Problems to work on.
1. In the guide below on making friends online, what limited a person's friend group in previous decades?
2. According to the guide below on making friends online, why should you be picky about where you spend time online?
3. Carry on writing the guide below on making friends online, starting after its final sentence.

Passage given.
----------------------------------------

How To Make Friends Online & Stay Connected

The Internet allows us to connect with people around the world more easily than ever before. In previous decades, your friend group was limited to people who lived near you or people you worked with at the office. Today, you can make new friends in different countries or on different continents through social media and online games.

That said, finding online friends with similar interests is one thing. Keeping them and staying connected for months and years is another. Even though it can be tricky, there are ways to make friends online and stay connected consistently to enjoy your new friendships for a long time to come.

What Are Some Strategies To Make Friends Online?

Making friends online is ostensibly easier than ever. After all, there are lots of apps, games, and digital tools intended to help facilitate new online connections and allow you to meet people! 

That doesn’t change the fact that lots of people find it hard to express themselves online or connect with others, even if they have common interests with people in online communities.

With that in mind, here are some strategies you can use to make friends online a little more consistently. Plus, these strategies will help you make the right friends rather than make friends with anyone who happens to be on the same game or in the same forum as you.

Be Picky About Where You Spend Time Online

We all have a limited amount of time and limited emotional energy. If you’re interested in finding friends online, be wise about where you spend your time and energy. To find people who have the same interests and values as you, you should be picky about where you spend your time and who you meet up with.

This is a good strategy for making potential friends in real life, as well. For example, if you’re a member of several online communities and want to make friends, pick which of those communities you want to spend more of your time in and which community is likely to have people with the same interests as you.

Are you part of a Facebook group? In that case, post on the Facebook group more regularly and reply to people who mention your posts or who seem to like your ideas. 

Do you play an online game? Try to find a group of fellow players to spend time with every week in-game. 

Are you using Bumble BFF? Make sure the people you are swiping on are really worth your energy.

At the same time, don’t hesitate to back out of a space if it has a culture that runs contrary to your values. The great thing about the Internet is it’s easy to engage or disengage from people and groups when needed.

Always Be Kind

Of course, this rule of thumb can help you make new friends online just like it can help you make friends in three-dimensional space. Specifically, if you want to make friends online:

  • Don’t mock the ideas or posts of other people
  • Always reply with support or optimism, especially if you are chatting with people over social media or a game.
  • Try not to use language that seems condescending or overly complex. The more approachable your text seems, the kinder you’ll seem in the minds of people interacting with you.

----------------------------------------

Supplied records.
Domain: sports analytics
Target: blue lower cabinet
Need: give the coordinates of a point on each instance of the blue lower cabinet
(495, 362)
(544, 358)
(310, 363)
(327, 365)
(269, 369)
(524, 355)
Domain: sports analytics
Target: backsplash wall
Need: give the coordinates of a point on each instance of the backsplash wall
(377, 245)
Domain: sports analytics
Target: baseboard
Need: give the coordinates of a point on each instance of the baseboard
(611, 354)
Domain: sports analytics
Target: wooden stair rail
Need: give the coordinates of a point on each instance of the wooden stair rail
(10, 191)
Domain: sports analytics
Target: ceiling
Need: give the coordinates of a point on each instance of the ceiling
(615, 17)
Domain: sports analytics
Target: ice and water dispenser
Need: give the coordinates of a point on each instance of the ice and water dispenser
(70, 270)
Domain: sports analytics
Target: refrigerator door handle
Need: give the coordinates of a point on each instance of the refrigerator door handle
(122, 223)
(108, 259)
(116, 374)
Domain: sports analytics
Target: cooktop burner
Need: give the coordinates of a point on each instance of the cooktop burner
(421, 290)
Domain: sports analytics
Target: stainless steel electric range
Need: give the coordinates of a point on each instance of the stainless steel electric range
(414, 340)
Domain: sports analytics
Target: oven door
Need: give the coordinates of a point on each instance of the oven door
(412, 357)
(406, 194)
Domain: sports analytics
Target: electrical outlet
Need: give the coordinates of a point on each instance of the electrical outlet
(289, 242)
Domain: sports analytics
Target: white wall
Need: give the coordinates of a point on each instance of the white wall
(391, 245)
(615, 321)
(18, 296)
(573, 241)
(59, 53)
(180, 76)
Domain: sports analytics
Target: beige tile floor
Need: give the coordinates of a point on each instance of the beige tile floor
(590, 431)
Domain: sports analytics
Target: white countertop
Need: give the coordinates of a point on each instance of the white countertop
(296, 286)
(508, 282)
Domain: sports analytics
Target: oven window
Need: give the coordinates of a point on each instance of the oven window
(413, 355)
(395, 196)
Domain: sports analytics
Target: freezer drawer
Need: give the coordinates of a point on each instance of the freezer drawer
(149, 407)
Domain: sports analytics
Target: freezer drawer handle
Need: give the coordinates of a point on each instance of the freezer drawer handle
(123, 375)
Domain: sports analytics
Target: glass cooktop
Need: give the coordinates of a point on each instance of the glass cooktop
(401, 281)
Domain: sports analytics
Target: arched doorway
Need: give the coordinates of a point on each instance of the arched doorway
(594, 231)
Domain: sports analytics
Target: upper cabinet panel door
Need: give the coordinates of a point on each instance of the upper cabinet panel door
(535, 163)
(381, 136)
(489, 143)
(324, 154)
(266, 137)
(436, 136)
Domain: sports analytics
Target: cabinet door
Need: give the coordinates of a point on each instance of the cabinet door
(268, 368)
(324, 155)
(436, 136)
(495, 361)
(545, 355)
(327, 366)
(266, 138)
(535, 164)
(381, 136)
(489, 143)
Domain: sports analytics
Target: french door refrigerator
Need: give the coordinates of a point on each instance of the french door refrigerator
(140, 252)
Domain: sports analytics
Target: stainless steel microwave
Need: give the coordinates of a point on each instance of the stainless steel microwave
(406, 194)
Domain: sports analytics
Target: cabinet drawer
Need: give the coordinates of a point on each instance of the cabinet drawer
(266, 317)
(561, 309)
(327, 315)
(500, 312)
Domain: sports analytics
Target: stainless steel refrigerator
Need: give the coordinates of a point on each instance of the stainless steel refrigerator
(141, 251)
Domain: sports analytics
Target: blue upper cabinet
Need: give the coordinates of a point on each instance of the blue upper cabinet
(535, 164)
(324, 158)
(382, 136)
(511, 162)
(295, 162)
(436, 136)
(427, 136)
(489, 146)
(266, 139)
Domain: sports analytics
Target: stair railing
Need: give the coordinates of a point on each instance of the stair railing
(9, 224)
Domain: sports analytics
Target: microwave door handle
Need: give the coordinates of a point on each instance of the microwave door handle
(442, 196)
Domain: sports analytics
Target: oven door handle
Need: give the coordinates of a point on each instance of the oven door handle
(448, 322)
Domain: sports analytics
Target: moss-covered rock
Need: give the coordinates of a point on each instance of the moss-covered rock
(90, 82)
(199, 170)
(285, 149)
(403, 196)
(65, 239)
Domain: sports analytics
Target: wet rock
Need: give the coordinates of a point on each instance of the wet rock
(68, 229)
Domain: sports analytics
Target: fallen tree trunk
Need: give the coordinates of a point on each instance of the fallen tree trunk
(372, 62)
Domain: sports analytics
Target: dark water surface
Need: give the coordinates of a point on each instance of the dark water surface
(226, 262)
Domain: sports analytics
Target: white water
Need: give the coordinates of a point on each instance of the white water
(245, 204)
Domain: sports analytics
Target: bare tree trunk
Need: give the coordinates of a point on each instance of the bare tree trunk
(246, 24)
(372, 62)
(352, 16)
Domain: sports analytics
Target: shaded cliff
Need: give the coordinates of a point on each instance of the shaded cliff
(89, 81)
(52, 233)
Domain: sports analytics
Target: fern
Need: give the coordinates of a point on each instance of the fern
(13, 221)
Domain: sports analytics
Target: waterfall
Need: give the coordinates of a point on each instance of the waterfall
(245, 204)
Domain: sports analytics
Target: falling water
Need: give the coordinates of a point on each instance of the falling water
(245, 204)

----------------------------------------

Solved problems.
1. It was limited to people who lived nearby or people they worked with at the office.

2. We all have a limited amount of time and emotional energy, so you should spend them wisely. Being selective helps you find people who share your interests and values.

3.
The last tip is particularly relevant. Most online communication is text-based, which means a lot of nuance and context can be lost from time to time. Be clear yet approachable in your text messages, whether it’s in a game or posting on an online forum, and you’ll seem friendly to others with the same interests as you.

Ask Questions

Want to know the best way to get people to open up to you? Ask them questions about themselves! Everyone, likely yourself included, loves to talk about themselves and their worries, desires, and interests.

Lots of psychological studies have shown that asking questions is the best way to get people to open up and be friends. By asking questions, you’ll also know who you want to be friends with and who has the potential to be “ride or die” buds in the future.

You can ask acquaintances online:

  • How work is going or what they do for a living
  • Where they went to high school
  • What they appreciate about the last TV episode from a series you both like
  • Whether they have any shared interests with you, like video games or book clubs

Make Plans To Spend Time Together Online

The last and most important strategy to “friend dating” online is to make plans to spend time with those people. It’s that simple, but it feels elusive and difficult for many folks because most people don’t schedule their online time the same way they schedule in-person appointments.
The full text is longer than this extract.